SOURCE PASSAGE below:

FEATURE

Inspired by nature

Matthew Dale investigates a new class of highly-efficient image sensor that’s just starting to find its way onto the commercial market, all based on the principles of biological sight

The biological eye is a marvel of nature refined over millions of years of evolution. Machine vision manufacturers and researchers have taken inspiration from nature to produce new vision systems that emulate the way eyes see, completely overthrowing the traditional machine vision architectures used over the past half a century.

Conventional image sensors capture information by receiving signals from a timer that exposes their array of pixels for a fixed period, regardless of what happens in the field of view. This leads to data being captured unnecessarily if nothing happens in the scene, or for data to be lost if an event happens very quickly between frames.

In contrast, biological vision systems are efficient, allowing the brain to process huge amounts of visual input without using too much energy. By taking inspiration from this frameless paradigm and translating it to dynamic vision sensors, image acquisition can be transferred from an array of pixels to a set of smart pixels that can control how data is captured individually.

These smart pixels are able to deliver visual information more efficiently, by responding only to occurrences within their field of view – such as a change in lighting or movement – similar to how the individual cells of an eye respond to temporal changes. They are then able to self-adjust their acquisition speeds and exposure times depending on the change, meaning that if an event happens at speed, they acquire data quickly, while if less is happening, they can slow down their capture appropriately. Exposure can also be adjusted according to brightness, which removes problems associated with over and under exposure.

‘The pixels monitor increases and decreases in photocurrent that are beyond a threshold relative to the initial amount of illumination,’ explained Dr Simeon Bamford, CTO of Swiss neuromorphic vision firm Inivation. ‘The response of the sensor is [therefore] approximately equivalent, whether in very high illumination or very low illumination.’ This reflects the way eyes work, which react to lighting changes in a scene.

By responding to only the changes of a scene, bio-inspired sensors output a sparse stream of events rather than a sequence of images, each encoding the location of the pixel that sent it and whether the change was positive or negative. This results in a large reduction in data acquisition and processing, according to Luca Verre, co-founder and CEO of bio-inspired vision firm Chronocam, as well as reductions in information loss, as data can no longer be lost between frames if an event occurs too quickly. ‘We can control the bandwidth and the sensitivity of the sensor by regions of interest, and can exclude a region of interest from sending out information … so we can actually further compress the data,’ Verre added.

The signals from events also occur on a scale of microseconds, enabling very low latency vision as each frame doesn’t have to be exposed and transmitted. Overall, this translates to imaging systems that use much less power, as little computation has to be done when picking out the relevant elements of a scene.

End of SOURCE PASSAGE.

THINGS TO DO
1/ Please answer these from the feature on bio-inspired image sensors:
(a) What position does Simeon Bamford hold at Inivation?
(b) Which two roles does Luca Verre hold at Chronocam?
(c) On what time scale do the signals from events occur?
2/ Return the wording of the feature on bio-inspired image sensors starting with "The biological eye" and going on through "half a century.".
The rows that come next aren't needed for anything here.

RECORD EXTRACTS below:

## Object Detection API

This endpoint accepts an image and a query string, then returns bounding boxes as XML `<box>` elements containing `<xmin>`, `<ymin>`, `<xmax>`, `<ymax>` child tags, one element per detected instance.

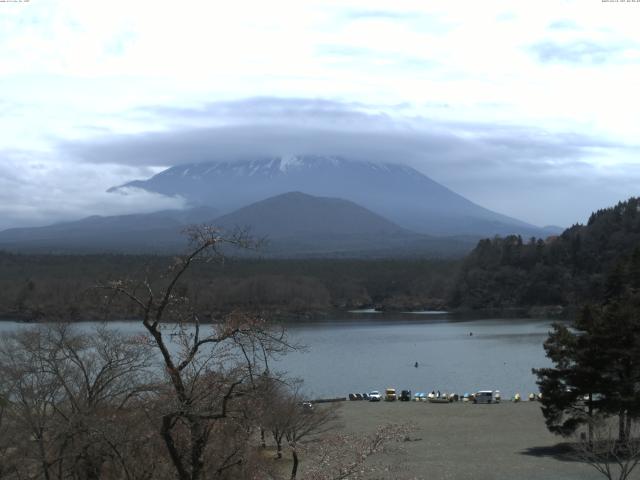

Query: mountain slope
<box><xmin>215</xmin><ymin>192</ymin><xmax>410</xmax><ymax>238</ymax></box>
<box><xmin>451</xmin><ymin>198</ymin><xmax>640</xmax><ymax>308</ymax></box>
<box><xmin>0</xmin><ymin>192</ymin><xmax>477</xmax><ymax>258</ymax></box>
<box><xmin>0</xmin><ymin>207</ymin><xmax>218</xmax><ymax>252</ymax></box>
<box><xmin>111</xmin><ymin>155</ymin><xmax>548</xmax><ymax>236</ymax></box>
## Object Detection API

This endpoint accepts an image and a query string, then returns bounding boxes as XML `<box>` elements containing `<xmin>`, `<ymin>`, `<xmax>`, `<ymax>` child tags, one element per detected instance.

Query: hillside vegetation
<box><xmin>450</xmin><ymin>198</ymin><xmax>640</xmax><ymax>309</ymax></box>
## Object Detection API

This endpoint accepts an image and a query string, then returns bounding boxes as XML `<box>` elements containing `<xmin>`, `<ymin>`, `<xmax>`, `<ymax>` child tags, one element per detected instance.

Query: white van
<box><xmin>473</xmin><ymin>390</ymin><xmax>496</xmax><ymax>403</ymax></box>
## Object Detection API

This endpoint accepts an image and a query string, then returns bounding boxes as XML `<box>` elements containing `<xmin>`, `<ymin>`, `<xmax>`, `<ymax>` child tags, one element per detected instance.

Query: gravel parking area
<box><xmin>340</xmin><ymin>401</ymin><xmax>608</xmax><ymax>480</ymax></box>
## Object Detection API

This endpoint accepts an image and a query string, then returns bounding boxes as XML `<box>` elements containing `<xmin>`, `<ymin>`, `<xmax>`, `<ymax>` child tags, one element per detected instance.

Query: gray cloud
<box><xmin>547</xmin><ymin>18</ymin><xmax>580</xmax><ymax>30</ymax></box>
<box><xmin>344</xmin><ymin>9</ymin><xmax>416</xmax><ymax>20</ymax></box>
<box><xmin>61</xmin><ymin>98</ymin><xmax>609</xmax><ymax>174</ymax></box>
<box><xmin>22</xmin><ymin>97</ymin><xmax>640</xmax><ymax>229</ymax></box>
<box><xmin>530</xmin><ymin>40</ymin><xmax>628</xmax><ymax>65</ymax></box>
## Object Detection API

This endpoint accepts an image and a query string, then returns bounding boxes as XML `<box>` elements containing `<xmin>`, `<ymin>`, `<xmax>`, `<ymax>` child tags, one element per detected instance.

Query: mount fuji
<box><xmin>109</xmin><ymin>155</ymin><xmax>556</xmax><ymax>237</ymax></box>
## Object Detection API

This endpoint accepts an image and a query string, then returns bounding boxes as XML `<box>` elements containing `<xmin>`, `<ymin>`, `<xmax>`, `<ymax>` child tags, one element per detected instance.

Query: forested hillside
<box><xmin>0</xmin><ymin>252</ymin><xmax>459</xmax><ymax>320</ymax></box>
<box><xmin>450</xmin><ymin>198</ymin><xmax>640</xmax><ymax>309</ymax></box>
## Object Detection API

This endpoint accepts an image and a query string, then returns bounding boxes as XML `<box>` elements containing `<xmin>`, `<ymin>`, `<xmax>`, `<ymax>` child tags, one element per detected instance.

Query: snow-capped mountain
<box><xmin>110</xmin><ymin>155</ymin><xmax>548</xmax><ymax>236</ymax></box>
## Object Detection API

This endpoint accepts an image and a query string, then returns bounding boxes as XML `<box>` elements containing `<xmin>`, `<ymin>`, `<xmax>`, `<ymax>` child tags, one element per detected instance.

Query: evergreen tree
<box><xmin>534</xmin><ymin>257</ymin><xmax>640</xmax><ymax>441</ymax></box>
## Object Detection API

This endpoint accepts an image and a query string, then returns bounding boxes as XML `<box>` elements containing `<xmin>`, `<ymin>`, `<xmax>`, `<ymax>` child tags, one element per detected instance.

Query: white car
<box><xmin>369</xmin><ymin>390</ymin><xmax>382</xmax><ymax>402</ymax></box>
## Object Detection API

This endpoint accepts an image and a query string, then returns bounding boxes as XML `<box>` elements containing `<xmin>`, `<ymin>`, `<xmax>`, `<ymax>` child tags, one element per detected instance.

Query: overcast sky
<box><xmin>0</xmin><ymin>0</ymin><xmax>640</xmax><ymax>229</ymax></box>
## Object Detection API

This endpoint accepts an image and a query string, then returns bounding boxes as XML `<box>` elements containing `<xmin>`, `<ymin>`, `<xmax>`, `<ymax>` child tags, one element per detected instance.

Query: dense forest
<box><xmin>0</xmin><ymin>253</ymin><xmax>460</xmax><ymax>320</ymax></box>
<box><xmin>0</xmin><ymin>198</ymin><xmax>640</xmax><ymax>319</ymax></box>
<box><xmin>450</xmin><ymin>198</ymin><xmax>640</xmax><ymax>309</ymax></box>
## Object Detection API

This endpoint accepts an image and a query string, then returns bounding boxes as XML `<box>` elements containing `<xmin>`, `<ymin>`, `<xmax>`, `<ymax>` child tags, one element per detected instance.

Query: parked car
<box><xmin>369</xmin><ymin>390</ymin><xmax>382</xmax><ymax>402</ymax></box>
<box><xmin>473</xmin><ymin>390</ymin><xmax>495</xmax><ymax>403</ymax></box>
<box><xmin>384</xmin><ymin>388</ymin><xmax>398</xmax><ymax>402</ymax></box>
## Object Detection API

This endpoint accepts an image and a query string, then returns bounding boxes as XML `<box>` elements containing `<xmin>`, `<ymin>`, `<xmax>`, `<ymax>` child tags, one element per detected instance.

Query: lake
<box><xmin>0</xmin><ymin>312</ymin><xmax>551</xmax><ymax>398</ymax></box>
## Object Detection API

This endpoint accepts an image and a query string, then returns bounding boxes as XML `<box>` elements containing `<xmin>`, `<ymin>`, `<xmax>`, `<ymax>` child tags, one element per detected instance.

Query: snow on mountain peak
<box><xmin>280</xmin><ymin>155</ymin><xmax>304</xmax><ymax>173</ymax></box>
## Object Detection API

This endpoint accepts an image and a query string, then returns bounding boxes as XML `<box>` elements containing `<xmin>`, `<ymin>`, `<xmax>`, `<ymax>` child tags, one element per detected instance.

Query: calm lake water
<box><xmin>0</xmin><ymin>313</ymin><xmax>551</xmax><ymax>398</ymax></box>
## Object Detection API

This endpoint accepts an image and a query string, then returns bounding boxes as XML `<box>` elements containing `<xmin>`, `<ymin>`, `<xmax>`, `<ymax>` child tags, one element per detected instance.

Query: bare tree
<box><xmin>574</xmin><ymin>417</ymin><xmax>640</xmax><ymax>480</ymax></box>
<box><xmin>103</xmin><ymin>226</ymin><xmax>288</xmax><ymax>480</ymax></box>
<box><xmin>0</xmin><ymin>324</ymin><xmax>159</xmax><ymax>479</ymax></box>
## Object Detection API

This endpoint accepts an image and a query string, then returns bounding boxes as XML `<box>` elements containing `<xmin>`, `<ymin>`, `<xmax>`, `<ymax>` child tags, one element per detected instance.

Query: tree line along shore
<box><xmin>0</xmin><ymin>198</ymin><xmax>640</xmax><ymax>320</ymax></box>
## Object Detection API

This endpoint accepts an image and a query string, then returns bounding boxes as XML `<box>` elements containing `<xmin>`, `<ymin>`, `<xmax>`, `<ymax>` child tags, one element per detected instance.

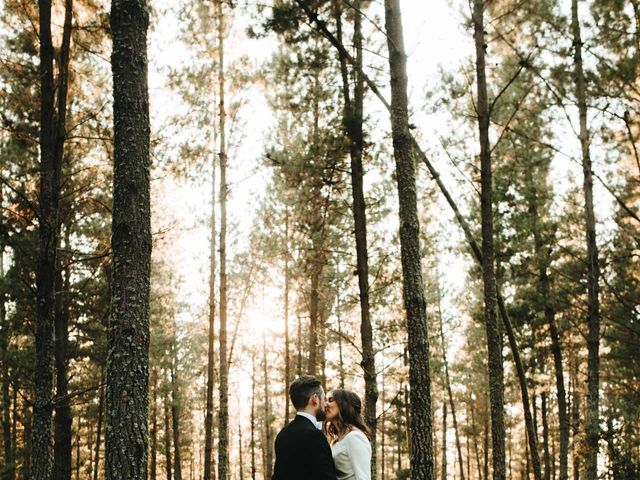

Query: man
<box><xmin>272</xmin><ymin>375</ymin><xmax>336</xmax><ymax>480</ymax></box>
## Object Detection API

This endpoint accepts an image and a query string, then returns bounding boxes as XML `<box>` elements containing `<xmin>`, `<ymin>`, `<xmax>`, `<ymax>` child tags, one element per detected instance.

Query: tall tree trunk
<box><xmin>385</xmin><ymin>0</ymin><xmax>434</xmax><ymax>480</ymax></box>
<box><xmin>216</xmin><ymin>0</ymin><xmax>229</xmax><ymax>480</ymax></box>
<box><xmin>162</xmin><ymin>393</ymin><xmax>173</xmax><ymax>480</ymax></box>
<box><xmin>250</xmin><ymin>355</ymin><xmax>257</xmax><ymax>480</ymax></box>
<box><xmin>0</xmin><ymin>187</ymin><xmax>16</xmax><ymax>480</ymax></box>
<box><xmin>284</xmin><ymin>205</ymin><xmax>291</xmax><ymax>425</ymax></box>
<box><xmin>334</xmin><ymin>0</ymin><xmax>378</xmax><ymax>472</ymax></box>
<box><xmin>571</xmin><ymin>0</ymin><xmax>600</xmax><ymax>480</ymax></box>
<box><xmin>204</xmin><ymin>113</ymin><xmax>216</xmax><ymax>480</ymax></box>
<box><xmin>105</xmin><ymin>0</ymin><xmax>151</xmax><ymax>480</ymax></box>
<box><xmin>472</xmin><ymin>0</ymin><xmax>506</xmax><ymax>480</ymax></box>
<box><xmin>93</xmin><ymin>380</ymin><xmax>105</xmax><ymax>480</ymax></box>
<box><xmin>262</xmin><ymin>338</ymin><xmax>273</xmax><ymax>480</ymax></box>
<box><xmin>149</xmin><ymin>368</ymin><xmax>158</xmax><ymax>480</ymax></box>
<box><xmin>540</xmin><ymin>392</ymin><xmax>551</xmax><ymax>480</ymax></box>
<box><xmin>441</xmin><ymin>400</ymin><xmax>447</xmax><ymax>480</ymax></box>
<box><xmin>30</xmin><ymin>0</ymin><xmax>72</xmax><ymax>480</ymax></box>
<box><xmin>53</xmin><ymin>227</ymin><xmax>73</xmax><ymax>480</ymax></box>
<box><xmin>169</xmin><ymin>344</ymin><xmax>182</xmax><ymax>480</ymax></box>
<box><xmin>436</xmin><ymin>280</ymin><xmax>464</xmax><ymax>480</ymax></box>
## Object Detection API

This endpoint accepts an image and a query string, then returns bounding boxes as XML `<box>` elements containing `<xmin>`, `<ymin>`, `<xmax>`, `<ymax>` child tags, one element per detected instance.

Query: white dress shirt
<box><xmin>331</xmin><ymin>428</ymin><xmax>371</xmax><ymax>480</ymax></box>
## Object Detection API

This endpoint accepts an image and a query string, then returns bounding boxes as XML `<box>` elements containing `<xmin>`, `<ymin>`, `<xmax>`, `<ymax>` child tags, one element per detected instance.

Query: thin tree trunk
<box><xmin>30</xmin><ymin>0</ymin><xmax>72</xmax><ymax>480</ymax></box>
<box><xmin>162</xmin><ymin>392</ymin><xmax>173</xmax><ymax>480</ymax></box>
<box><xmin>0</xmin><ymin>187</ymin><xmax>16</xmax><ymax>480</ymax></box>
<box><xmin>204</xmin><ymin>109</ymin><xmax>217</xmax><ymax>480</ymax></box>
<box><xmin>441</xmin><ymin>400</ymin><xmax>447</xmax><ymax>480</ymax></box>
<box><xmin>250</xmin><ymin>355</ymin><xmax>257</xmax><ymax>480</ymax></box>
<box><xmin>334</xmin><ymin>0</ymin><xmax>378</xmax><ymax>472</ymax></box>
<box><xmin>472</xmin><ymin>0</ymin><xmax>506</xmax><ymax>480</ymax></box>
<box><xmin>571</xmin><ymin>0</ymin><xmax>600</xmax><ymax>480</ymax></box>
<box><xmin>53</xmin><ymin>228</ymin><xmax>73</xmax><ymax>480</ymax></box>
<box><xmin>169</xmin><ymin>344</ymin><xmax>182</xmax><ymax>480</ymax></box>
<box><xmin>149</xmin><ymin>368</ymin><xmax>158</xmax><ymax>480</ymax></box>
<box><xmin>105</xmin><ymin>0</ymin><xmax>151</xmax><ymax>480</ymax></box>
<box><xmin>93</xmin><ymin>380</ymin><xmax>105</xmax><ymax>480</ymax></box>
<box><xmin>284</xmin><ymin>205</ymin><xmax>291</xmax><ymax>425</ymax></box>
<box><xmin>216</xmin><ymin>0</ymin><xmax>229</xmax><ymax>480</ymax></box>
<box><xmin>262</xmin><ymin>338</ymin><xmax>273</xmax><ymax>480</ymax></box>
<box><xmin>385</xmin><ymin>0</ymin><xmax>434</xmax><ymax>480</ymax></box>
<box><xmin>436</xmin><ymin>280</ymin><xmax>464</xmax><ymax>480</ymax></box>
<box><xmin>540</xmin><ymin>392</ymin><xmax>551</xmax><ymax>480</ymax></box>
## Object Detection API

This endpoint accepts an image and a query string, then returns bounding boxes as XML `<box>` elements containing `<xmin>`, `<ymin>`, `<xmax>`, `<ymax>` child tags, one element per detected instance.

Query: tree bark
<box><xmin>169</xmin><ymin>344</ymin><xmax>182</xmax><ymax>480</ymax></box>
<box><xmin>385</xmin><ymin>0</ymin><xmax>434</xmax><ymax>480</ymax></box>
<box><xmin>571</xmin><ymin>0</ymin><xmax>600</xmax><ymax>480</ymax></box>
<box><xmin>105</xmin><ymin>0</ymin><xmax>151</xmax><ymax>480</ymax></box>
<box><xmin>216</xmin><ymin>0</ymin><xmax>229</xmax><ymax>480</ymax></box>
<box><xmin>334</xmin><ymin>0</ymin><xmax>378</xmax><ymax>472</ymax></box>
<box><xmin>93</xmin><ymin>380</ymin><xmax>105</xmax><ymax>480</ymax></box>
<box><xmin>436</xmin><ymin>280</ymin><xmax>464</xmax><ymax>480</ymax></box>
<box><xmin>30</xmin><ymin>0</ymin><xmax>72</xmax><ymax>480</ymax></box>
<box><xmin>204</xmin><ymin>101</ymin><xmax>217</xmax><ymax>480</ymax></box>
<box><xmin>162</xmin><ymin>393</ymin><xmax>173</xmax><ymax>480</ymax></box>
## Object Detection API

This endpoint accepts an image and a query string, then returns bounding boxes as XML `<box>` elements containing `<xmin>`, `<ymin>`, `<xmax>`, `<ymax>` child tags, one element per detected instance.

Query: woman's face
<box><xmin>324</xmin><ymin>394</ymin><xmax>340</xmax><ymax>422</ymax></box>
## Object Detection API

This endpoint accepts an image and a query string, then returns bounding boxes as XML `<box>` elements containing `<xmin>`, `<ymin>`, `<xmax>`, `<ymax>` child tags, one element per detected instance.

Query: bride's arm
<box><xmin>344</xmin><ymin>432</ymin><xmax>371</xmax><ymax>480</ymax></box>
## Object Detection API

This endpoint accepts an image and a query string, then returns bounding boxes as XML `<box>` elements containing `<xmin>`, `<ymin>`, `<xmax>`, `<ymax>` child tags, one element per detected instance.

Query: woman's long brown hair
<box><xmin>325</xmin><ymin>389</ymin><xmax>371</xmax><ymax>445</ymax></box>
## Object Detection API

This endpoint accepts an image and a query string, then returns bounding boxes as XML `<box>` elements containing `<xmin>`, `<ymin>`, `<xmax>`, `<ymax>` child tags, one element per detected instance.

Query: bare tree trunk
<box><xmin>262</xmin><ymin>338</ymin><xmax>273</xmax><ymax>480</ymax></box>
<box><xmin>540</xmin><ymin>392</ymin><xmax>551</xmax><ymax>480</ymax></box>
<box><xmin>571</xmin><ymin>0</ymin><xmax>600</xmax><ymax>480</ymax></box>
<box><xmin>93</xmin><ymin>380</ymin><xmax>105</xmax><ymax>480</ymax></box>
<box><xmin>53</xmin><ymin>227</ymin><xmax>73</xmax><ymax>480</ymax></box>
<box><xmin>284</xmin><ymin>205</ymin><xmax>291</xmax><ymax>425</ymax></box>
<box><xmin>204</xmin><ymin>110</ymin><xmax>216</xmax><ymax>480</ymax></box>
<box><xmin>169</xmin><ymin>344</ymin><xmax>182</xmax><ymax>480</ymax></box>
<box><xmin>30</xmin><ymin>0</ymin><xmax>72</xmax><ymax>480</ymax></box>
<box><xmin>149</xmin><ymin>368</ymin><xmax>158</xmax><ymax>480</ymax></box>
<box><xmin>385</xmin><ymin>0</ymin><xmax>435</xmax><ymax>480</ymax></box>
<box><xmin>441</xmin><ymin>400</ymin><xmax>447</xmax><ymax>480</ymax></box>
<box><xmin>105</xmin><ymin>0</ymin><xmax>152</xmax><ymax>480</ymax></box>
<box><xmin>436</xmin><ymin>280</ymin><xmax>464</xmax><ymax>480</ymax></box>
<box><xmin>472</xmin><ymin>0</ymin><xmax>506</xmax><ymax>480</ymax></box>
<box><xmin>162</xmin><ymin>392</ymin><xmax>173</xmax><ymax>480</ymax></box>
<box><xmin>216</xmin><ymin>0</ymin><xmax>229</xmax><ymax>480</ymax></box>
<box><xmin>334</xmin><ymin>0</ymin><xmax>378</xmax><ymax>472</ymax></box>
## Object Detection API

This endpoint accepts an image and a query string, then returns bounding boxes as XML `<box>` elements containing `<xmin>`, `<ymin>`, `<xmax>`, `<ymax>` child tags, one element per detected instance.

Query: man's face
<box><xmin>314</xmin><ymin>387</ymin><xmax>326</xmax><ymax>422</ymax></box>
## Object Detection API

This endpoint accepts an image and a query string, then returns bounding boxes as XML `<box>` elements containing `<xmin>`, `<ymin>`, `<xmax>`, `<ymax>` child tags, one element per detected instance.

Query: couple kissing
<box><xmin>272</xmin><ymin>375</ymin><xmax>371</xmax><ymax>480</ymax></box>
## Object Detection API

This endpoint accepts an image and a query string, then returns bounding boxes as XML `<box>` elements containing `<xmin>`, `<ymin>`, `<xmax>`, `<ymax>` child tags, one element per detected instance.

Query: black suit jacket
<box><xmin>272</xmin><ymin>415</ymin><xmax>336</xmax><ymax>480</ymax></box>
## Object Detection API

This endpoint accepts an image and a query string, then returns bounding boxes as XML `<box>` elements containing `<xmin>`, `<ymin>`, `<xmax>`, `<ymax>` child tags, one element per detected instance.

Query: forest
<box><xmin>0</xmin><ymin>0</ymin><xmax>640</xmax><ymax>480</ymax></box>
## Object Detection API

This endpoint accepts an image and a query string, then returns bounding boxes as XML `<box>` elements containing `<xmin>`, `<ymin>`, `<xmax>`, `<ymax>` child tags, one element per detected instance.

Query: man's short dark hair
<box><xmin>289</xmin><ymin>375</ymin><xmax>322</xmax><ymax>410</ymax></box>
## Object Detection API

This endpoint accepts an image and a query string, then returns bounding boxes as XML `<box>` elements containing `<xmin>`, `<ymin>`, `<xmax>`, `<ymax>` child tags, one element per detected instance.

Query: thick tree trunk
<box><xmin>334</xmin><ymin>0</ymin><xmax>378</xmax><ymax>472</ymax></box>
<box><xmin>93</xmin><ymin>380</ymin><xmax>105</xmax><ymax>480</ymax></box>
<box><xmin>170</xmin><ymin>344</ymin><xmax>182</xmax><ymax>480</ymax></box>
<box><xmin>216</xmin><ymin>0</ymin><xmax>229</xmax><ymax>480</ymax></box>
<box><xmin>571</xmin><ymin>0</ymin><xmax>600</xmax><ymax>480</ymax></box>
<box><xmin>203</xmin><ymin>113</ymin><xmax>217</xmax><ymax>480</ymax></box>
<box><xmin>30</xmin><ymin>0</ymin><xmax>72</xmax><ymax>480</ymax></box>
<box><xmin>385</xmin><ymin>0</ymin><xmax>435</xmax><ymax>480</ymax></box>
<box><xmin>473</xmin><ymin>0</ymin><xmax>506</xmax><ymax>480</ymax></box>
<box><xmin>105</xmin><ymin>0</ymin><xmax>151</xmax><ymax>480</ymax></box>
<box><xmin>436</xmin><ymin>273</ymin><xmax>464</xmax><ymax>480</ymax></box>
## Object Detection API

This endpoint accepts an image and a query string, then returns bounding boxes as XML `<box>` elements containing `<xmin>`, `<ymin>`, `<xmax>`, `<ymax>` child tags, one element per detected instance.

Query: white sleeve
<box><xmin>344</xmin><ymin>432</ymin><xmax>371</xmax><ymax>480</ymax></box>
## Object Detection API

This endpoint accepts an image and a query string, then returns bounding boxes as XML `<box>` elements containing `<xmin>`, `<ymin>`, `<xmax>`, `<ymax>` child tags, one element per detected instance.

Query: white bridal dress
<box><xmin>331</xmin><ymin>429</ymin><xmax>371</xmax><ymax>480</ymax></box>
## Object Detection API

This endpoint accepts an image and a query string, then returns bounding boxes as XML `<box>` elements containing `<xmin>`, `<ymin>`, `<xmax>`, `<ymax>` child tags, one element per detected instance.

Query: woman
<box><xmin>325</xmin><ymin>390</ymin><xmax>371</xmax><ymax>480</ymax></box>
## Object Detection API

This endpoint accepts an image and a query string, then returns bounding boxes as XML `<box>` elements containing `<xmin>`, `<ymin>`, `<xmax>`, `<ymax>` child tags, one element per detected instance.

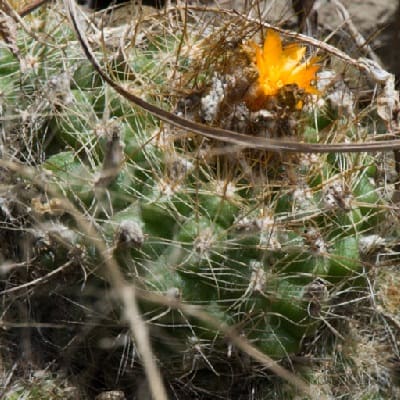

End of RECORD EXTRACTS.

EXERCISE RESULTS
1/
(a) CTO
(b) Co-founder and CEO
(c) Microseconds

2/
The biological eye is a marvel of nature refined over millions of years of evolution. Machine vision manufacturers and researchers have taken inspiration from nature to produce new vision systems that emulate the way eyes see, completely overthrowing the traditional machine vision architectures used over the past half a century.